-- begin AVAILABLE RECORDS --

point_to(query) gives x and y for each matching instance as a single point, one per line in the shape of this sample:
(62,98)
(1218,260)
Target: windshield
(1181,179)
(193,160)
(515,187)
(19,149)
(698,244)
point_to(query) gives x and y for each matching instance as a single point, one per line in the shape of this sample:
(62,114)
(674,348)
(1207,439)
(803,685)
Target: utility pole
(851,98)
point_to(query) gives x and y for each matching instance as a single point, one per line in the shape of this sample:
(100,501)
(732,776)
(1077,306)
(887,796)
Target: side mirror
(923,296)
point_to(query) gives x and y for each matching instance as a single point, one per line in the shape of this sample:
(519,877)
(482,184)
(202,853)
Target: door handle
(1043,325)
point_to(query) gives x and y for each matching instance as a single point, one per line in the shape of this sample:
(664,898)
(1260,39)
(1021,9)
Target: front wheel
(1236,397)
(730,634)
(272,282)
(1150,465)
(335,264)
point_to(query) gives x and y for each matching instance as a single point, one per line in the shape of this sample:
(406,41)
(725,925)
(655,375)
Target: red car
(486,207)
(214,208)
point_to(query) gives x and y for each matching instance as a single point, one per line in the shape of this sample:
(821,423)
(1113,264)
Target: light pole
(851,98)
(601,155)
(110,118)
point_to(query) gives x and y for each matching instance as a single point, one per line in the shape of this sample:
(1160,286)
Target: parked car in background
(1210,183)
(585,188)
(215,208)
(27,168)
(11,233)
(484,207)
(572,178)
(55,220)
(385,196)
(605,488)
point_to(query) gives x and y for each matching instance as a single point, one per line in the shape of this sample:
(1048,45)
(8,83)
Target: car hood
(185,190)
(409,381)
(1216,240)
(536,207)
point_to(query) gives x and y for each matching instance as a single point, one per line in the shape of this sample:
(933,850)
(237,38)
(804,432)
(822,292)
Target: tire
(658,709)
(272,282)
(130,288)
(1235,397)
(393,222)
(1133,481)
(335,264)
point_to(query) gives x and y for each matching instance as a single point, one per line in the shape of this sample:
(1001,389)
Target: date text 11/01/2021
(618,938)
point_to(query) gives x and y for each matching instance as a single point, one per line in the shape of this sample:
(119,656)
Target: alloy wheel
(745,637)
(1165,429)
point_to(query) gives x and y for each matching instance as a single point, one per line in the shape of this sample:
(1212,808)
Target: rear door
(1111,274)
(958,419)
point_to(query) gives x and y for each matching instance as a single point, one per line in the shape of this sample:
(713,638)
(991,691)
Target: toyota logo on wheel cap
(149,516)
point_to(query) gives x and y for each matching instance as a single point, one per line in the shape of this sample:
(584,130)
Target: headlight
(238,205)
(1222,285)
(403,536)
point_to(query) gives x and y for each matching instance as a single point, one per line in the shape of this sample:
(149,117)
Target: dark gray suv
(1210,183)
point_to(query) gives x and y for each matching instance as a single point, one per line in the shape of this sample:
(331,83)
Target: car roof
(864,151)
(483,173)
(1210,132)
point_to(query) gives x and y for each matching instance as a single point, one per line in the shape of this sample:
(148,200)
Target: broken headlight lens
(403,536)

-- end AVAILABLE RECORDS --

GIVEN INSTRUCTION -
Extract each line of the data above that contains the string "pole". Case counts.

RESPONSE TO THIS EXERCISE -
Target: utility pole
Target: light pole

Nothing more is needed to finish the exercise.